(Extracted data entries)

----------

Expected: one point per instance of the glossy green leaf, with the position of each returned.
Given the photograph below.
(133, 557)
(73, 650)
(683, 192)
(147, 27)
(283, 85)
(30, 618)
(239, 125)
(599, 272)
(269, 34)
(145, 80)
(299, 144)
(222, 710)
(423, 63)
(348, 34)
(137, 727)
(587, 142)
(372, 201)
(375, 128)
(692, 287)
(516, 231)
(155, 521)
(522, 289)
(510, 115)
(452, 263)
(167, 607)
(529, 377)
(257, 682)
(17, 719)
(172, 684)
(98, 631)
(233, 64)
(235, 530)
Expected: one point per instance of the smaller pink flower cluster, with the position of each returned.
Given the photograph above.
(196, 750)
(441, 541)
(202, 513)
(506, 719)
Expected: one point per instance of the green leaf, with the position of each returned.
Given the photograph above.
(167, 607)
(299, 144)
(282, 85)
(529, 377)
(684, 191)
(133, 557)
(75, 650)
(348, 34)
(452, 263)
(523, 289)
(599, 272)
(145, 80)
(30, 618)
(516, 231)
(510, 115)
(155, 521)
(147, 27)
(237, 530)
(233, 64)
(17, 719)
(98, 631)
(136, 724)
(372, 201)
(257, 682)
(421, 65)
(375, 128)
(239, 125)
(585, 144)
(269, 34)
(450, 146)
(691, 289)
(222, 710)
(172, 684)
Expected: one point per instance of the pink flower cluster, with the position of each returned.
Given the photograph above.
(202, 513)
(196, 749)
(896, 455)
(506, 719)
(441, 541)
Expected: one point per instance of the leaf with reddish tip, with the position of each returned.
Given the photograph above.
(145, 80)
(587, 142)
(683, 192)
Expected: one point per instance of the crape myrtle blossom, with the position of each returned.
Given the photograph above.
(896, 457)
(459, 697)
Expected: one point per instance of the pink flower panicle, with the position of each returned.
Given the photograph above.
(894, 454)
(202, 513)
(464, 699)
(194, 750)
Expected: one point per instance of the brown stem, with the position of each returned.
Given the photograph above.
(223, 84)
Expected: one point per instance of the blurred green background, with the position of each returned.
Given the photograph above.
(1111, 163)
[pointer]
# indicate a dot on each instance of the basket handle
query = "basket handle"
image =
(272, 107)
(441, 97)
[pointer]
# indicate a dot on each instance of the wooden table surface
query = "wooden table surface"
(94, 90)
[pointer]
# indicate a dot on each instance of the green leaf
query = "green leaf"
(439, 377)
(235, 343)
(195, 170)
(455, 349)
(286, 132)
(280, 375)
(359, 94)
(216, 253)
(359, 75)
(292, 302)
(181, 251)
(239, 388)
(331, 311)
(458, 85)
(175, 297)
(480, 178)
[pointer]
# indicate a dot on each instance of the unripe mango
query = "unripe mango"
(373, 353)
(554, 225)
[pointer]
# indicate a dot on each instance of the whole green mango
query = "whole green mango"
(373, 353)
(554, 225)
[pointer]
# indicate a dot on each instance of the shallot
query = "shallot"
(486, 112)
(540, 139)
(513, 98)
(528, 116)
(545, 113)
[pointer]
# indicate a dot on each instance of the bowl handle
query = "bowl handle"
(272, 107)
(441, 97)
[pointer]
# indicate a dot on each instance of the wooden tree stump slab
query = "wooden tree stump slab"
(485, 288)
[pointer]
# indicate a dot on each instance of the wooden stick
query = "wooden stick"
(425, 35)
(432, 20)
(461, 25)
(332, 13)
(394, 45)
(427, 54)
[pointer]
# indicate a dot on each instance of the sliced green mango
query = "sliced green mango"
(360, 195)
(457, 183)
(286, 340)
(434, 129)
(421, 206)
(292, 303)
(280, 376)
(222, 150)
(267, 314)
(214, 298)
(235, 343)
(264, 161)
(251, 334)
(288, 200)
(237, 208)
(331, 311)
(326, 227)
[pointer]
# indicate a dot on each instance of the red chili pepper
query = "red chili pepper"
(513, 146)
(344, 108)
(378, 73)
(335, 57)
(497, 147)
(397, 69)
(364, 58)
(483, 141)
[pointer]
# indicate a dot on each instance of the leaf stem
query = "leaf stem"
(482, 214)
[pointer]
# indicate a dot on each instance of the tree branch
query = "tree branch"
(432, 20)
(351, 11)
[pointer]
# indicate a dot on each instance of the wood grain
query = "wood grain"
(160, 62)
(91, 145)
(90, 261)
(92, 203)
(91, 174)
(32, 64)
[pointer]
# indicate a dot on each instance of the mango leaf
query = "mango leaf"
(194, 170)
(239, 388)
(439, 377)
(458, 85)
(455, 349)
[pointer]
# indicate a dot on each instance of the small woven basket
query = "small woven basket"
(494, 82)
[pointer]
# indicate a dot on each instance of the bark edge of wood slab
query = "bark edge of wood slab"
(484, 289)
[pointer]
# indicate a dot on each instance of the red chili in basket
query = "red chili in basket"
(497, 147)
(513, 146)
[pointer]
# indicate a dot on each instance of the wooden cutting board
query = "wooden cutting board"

----------

Task details: Keeping each word as it stands, transcribe every entry.

Response box:
Expected: one point per instance of the glossy green leaf, with the position of each returned.
Given the photograph below.
(133, 557)
(73, 650)
(683, 192)
(147, 27)
(283, 85)
(30, 618)
(239, 125)
(599, 272)
(269, 34)
(145, 80)
(299, 144)
(222, 710)
(423, 63)
(348, 34)
(137, 727)
(587, 142)
(372, 201)
(375, 128)
(692, 287)
(516, 231)
(155, 521)
(522, 289)
(510, 115)
(452, 263)
(167, 607)
(529, 377)
(257, 682)
(17, 719)
(172, 684)
(98, 631)
(233, 64)
(235, 530)
Expected: one point per instance of the smaller pink flower cluster, with the position of each returned.
Given the photograph above.
(196, 750)
(441, 541)
(202, 513)
(506, 719)
Expected: one point per instance of the green leaf, with the position of each returned.
Given the photograph above.
(167, 607)
(299, 144)
(282, 85)
(529, 377)
(684, 191)
(133, 557)
(75, 650)
(348, 34)
(452, 263)
(523, 289)
(599, 272)
(145, 80)
(30, 618)
(516, 231)
(510, 115)
(155, 521)
(147, 27)
(237, 530)
(233, 64)
(17, 719)
(98, 631)
(136, 724)
(372, 201)
(257, 682)
(421, 65)
(375, 128)
(239, 125)
(585, 144)
(269, 34)
(450, 146)
(691, 289)
(222, 710)
(172, 684)
Expected: one point per instance of the pink flower cluster, with the position of each returned.
Given the photograph above.
(202, 513)
(196, 749)
(896, 455)
(506, 719)
(441, 541)
Expected: one point per instance of the leaf with reddish tip, with the position of each returned.
Given the photograph above.
(145, 80)
(587, 142)
(683, 192)
Expected: one point per instance of the crape myrtle blossom, with the position of each returned.
Given the photograph above.
(896, 457)
(459, 697)
Expected: one point per instance of the pink flower panicle, with the position of each returned.
Given the photograph above.
(894, 454)
(202, 513)
(464, 699)
(194, 750)
Expected: one point per instance of the brown stem, with the position of each returned.
Given the photograph above.
(223, 84)
Expected: one point per instance of the blurred green background, with the position of each returned.
Given the photograph above.
(1111, 163)
[pointer]
# indicate a dot on each instance of the basket handle
query = "basket handle"
image =
(272, 107)
(441, 97)
[pointer]
# indicate a dot on each instance of the wooden table surface
query = "wooden table surface"
(94, 90)
[pointer]
# indicate a dot on each instance of the green leaf
query = "green leaf"
(439, 377)
(235, 343)
(195, 170)
(455, 349)
(286, 132)
(280, 375)
(359, 94)
(216, 253)
(359, 75)
(292, 302)
(181, 251)
(239, 388)
(331, 311)
(458, 85)
(175, 297)
(480, 178)
[pointer]
# indicate a dot on each instance of the unripe mango
query = "unripe mango"
(373, 353)
(554, 225)
[pointer]
# indicate a dot on each instance of the whole green mango
query = "whole green mango"
(373, 353)
(554, 225)
[pointer]
# indicate a dot on each instance of the shallot
query = "shallot"
(486, 112)
(540, 139)
(513, 98)
(528, 116)
(545, 113)
[pointer]
# indicate a dot on each instance of the bowl handle
query = "bowl handle"
(272, 107)
(441, 97)
[pointer]
# indicate a dot on each instance of the wooden tree stump slab
query = "wooden tree stump slab"
(485, 288)
[pointer]
# indicate a dot on each instance of the wooden stick
query = "wooden stick"
(425, 35)
(432, 20)
(461, 25)
(332, 13)
(394, 45)
(427, 54)
[pointer]
# indicate a dot on each instance of the sliced green mango
query = "sliced green mango"
(360, 195)
(457, 183)
(286, 340)
(434, 129)
(421, 206)
(292, 303)
(280, 376)
(222, 150)
(267, 314)
(214, 298)
(235, 343)
(264, 161)
(251, 334)
(288, 200)
(237, 208)
(331, 311)
(326, 227)
[pointer]
# indicate a dot on each instance of the red chili pepper
query = "red chili pepper"
(513, 146)
(344, 108)
(378, 73)
(335, 57)
(497, 147)
(397, 69)
(364, 58)
(483, 141)
[pointer]
# indicate a dot on each instance of the leaf stem
query = "leaf stem"
(482, 214)
[pointer]
# indicate a dot on each instance of the tree branch
query = "tree branch"
(432, 20)
(351, 11)
[pointer]
# indicate a dot on each instance of the wood grain
query = "wood grain"
(160, 62)
(91, 145)
(90, 261)
(92, 203)
(91, 174)
(32, 64)
[pointer]
# indicate a dot on each instance of the mango leaf
query = "mango leaf"
(194, 170)
(239, 388)
(439, 377)
(458, 85)
(455, 349)
[pointer]
# indicate a dot on each instance of the small woven basket
query = "small woven basket"
(494, 82)
[pointer]
# indicate a dot on each instance of the bark edge of wood slab
query = "bark edge of wood slab"
(484, 289)
[pointer]
# indicate a dot on each instance of the red chili in basket
query = "red chili in basket"
(497, 147)
(513, 146)
[pointer]
# indicate a dot on each instance of the wooden cutting board
query = "wooden cutting board"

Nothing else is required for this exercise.